So I had made my way to Heathrow Terminal 5, (which is actually very good despite the bad press at the beginning of it's life) and apart from wondering what good a condom machine was in the departure gate toilets, (you'd think they try and discourage people joining the mile-high club) it was you're average flight experience. Just longer.
Arriving in Hong Kong was naturally a relief as firstly, it was nice to get off the plane after 12 hours, and secondly it was much warmer here than the UK. 22 degrees to be precise. I've definitely had it with snow for one year, and here it seems to be guaranteed to stay away.
The first impressions I had of the city were good. It seemed to live up to my expectations of being a large modern metropolis. Then I got to the Hostel. I wasn't expecting much and that's what I received. The place I'm staying in is above an arcade of shops that seems to be based on Blade-Runner style LA. I half expected to see Rick Deckard running around, looking for replicants to 'retire.' What is very surprising is the sheer amount of ethnicities present. Obviously I was expecting a lot of Chinese people, but there really is a mix of everyone.

Record set.
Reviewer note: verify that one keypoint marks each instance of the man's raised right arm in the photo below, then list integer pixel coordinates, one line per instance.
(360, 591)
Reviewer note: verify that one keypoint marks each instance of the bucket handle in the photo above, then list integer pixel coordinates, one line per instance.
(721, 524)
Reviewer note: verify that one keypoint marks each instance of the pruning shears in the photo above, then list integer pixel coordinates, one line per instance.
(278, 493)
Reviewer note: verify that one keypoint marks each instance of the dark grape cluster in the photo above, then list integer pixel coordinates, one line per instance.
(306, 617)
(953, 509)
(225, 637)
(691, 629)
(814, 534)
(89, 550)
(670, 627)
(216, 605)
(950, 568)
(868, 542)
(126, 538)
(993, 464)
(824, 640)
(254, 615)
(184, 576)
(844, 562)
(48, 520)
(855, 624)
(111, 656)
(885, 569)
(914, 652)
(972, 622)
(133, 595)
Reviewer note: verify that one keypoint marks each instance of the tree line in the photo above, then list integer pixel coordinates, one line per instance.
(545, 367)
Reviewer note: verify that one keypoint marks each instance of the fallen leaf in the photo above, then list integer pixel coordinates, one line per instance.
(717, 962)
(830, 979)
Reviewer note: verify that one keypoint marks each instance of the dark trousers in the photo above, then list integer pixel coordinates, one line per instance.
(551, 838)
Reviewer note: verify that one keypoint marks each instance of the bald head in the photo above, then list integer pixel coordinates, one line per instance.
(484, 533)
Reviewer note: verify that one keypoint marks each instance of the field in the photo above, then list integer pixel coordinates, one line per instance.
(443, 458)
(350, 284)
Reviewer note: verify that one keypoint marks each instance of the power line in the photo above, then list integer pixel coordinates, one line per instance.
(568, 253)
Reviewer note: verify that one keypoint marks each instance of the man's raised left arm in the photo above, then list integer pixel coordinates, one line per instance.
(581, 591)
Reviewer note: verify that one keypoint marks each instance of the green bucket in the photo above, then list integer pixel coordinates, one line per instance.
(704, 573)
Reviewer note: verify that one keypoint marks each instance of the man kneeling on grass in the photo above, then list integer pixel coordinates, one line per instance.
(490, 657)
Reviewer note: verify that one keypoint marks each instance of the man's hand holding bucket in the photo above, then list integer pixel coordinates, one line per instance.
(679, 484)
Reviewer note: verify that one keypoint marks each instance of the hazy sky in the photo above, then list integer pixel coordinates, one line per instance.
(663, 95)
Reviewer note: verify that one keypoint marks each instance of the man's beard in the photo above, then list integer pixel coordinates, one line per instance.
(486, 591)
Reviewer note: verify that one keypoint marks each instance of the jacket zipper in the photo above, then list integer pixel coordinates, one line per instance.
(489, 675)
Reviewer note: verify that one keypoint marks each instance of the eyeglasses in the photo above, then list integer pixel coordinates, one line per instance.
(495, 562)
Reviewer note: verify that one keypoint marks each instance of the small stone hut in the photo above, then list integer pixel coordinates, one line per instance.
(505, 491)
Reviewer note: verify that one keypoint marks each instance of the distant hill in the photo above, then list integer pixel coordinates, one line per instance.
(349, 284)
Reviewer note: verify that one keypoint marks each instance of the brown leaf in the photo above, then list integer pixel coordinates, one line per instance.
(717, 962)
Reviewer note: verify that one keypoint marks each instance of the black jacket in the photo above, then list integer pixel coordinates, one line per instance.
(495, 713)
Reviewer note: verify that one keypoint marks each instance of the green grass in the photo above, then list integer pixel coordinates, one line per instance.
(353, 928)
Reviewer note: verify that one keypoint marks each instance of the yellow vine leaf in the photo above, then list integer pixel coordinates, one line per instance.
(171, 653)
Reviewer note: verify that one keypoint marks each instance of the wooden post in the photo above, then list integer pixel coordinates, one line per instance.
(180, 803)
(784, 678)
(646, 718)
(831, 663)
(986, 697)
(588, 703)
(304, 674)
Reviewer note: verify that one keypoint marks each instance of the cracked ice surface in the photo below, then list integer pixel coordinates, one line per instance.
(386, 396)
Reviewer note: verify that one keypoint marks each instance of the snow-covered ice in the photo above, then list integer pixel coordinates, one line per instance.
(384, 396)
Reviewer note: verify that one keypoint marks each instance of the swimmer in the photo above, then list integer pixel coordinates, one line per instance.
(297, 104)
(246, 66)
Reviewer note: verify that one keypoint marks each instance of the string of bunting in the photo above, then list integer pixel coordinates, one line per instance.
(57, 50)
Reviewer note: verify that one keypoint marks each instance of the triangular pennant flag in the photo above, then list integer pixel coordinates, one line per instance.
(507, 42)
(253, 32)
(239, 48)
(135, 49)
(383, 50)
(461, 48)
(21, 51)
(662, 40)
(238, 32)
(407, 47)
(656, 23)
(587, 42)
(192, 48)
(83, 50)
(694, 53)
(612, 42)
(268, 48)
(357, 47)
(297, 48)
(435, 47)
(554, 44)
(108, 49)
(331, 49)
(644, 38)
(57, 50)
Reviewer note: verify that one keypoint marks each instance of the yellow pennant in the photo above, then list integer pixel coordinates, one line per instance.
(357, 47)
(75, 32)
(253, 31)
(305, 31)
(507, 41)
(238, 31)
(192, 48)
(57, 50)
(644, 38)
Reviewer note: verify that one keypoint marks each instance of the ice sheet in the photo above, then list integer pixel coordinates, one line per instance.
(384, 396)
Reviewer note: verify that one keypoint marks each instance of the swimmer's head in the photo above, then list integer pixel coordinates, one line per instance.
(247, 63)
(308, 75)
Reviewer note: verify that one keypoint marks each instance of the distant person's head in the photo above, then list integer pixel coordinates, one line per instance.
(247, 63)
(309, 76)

Exercise requirements.
A) Answer these questions from the passage about arriving in Hong Kong, one line each:
(i) Which airport terminal did the writer leave from?
(ii) How long was the flight?
(iii) What was the temperature in Hong Kong on arrival?
B) List every place name that appears in the passage about arriving in Hong Kong.
C) Translate this sentence from the passage about arriving in Hong Kong into Spanish: "The first impressions I had of the city were good."

Outputs by task.
A)
(i) Heathrow Terminal 5
(ii) 12 hours
(iii) 22 degrees

B) Heathrow Terminal 5, Hong Kong, the UK, LA

C) Las primeras impresiones que tuve de la ciudad fueron buenas.